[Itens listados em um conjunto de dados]
.....

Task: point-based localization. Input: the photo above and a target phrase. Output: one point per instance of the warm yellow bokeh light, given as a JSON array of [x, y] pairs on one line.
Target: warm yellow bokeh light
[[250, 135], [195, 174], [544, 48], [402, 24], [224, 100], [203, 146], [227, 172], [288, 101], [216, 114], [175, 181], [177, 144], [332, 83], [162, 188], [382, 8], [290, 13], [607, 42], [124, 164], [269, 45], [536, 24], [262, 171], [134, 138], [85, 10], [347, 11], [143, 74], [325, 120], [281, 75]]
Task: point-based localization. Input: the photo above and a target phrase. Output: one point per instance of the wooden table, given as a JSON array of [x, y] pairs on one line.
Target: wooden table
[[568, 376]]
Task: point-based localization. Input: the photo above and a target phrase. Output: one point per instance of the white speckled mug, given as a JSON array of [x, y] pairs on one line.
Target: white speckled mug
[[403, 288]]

.....

Instruções do exercício: Reescreva todas as entradas acima como uma lista JSON de strings, com uma string para cada linha e sem incluir as linhas em branco.

Solução do problema:
[
  "Task: point-based localization. Input: the photo above and a target phrase. Output: one point per instance of the warm yellow bokeh light, given as a JSON array of [x, y] pairs on one line.",
  "Target: warm yellow bokeh light",
  "[[250, 135], [195, 174], [544, 48], [402, 24], [224, 100], [203, 146], [227, 172], [288, 101], [216, 114], [175, 181], [177, 144], [332, 83], [162, 188], [382, 8], [290, 13], [607, 42], [124, 164], [269, 45], [536, 24], [262, 171], [134, 138], [85, 10], [347, 11], [143, 74], [325, 120], [281, 75]]",
  "Task: point-based localization. Input: the photo above and a target phrase. Output: one point per instance of the wooden table, given as a JSON array of [x, y] pairs on one line.",
  "Target: wooden table",
  "[[568, 376]]",
  "Task: point-based localization. Input: the photo above and a target phrase. Output: one point per instance of the white speckled mug, given as a JSON array of [x, y] pairs on one line.",
  "Target: white speckled mug",
  "[[403, 288]]"
]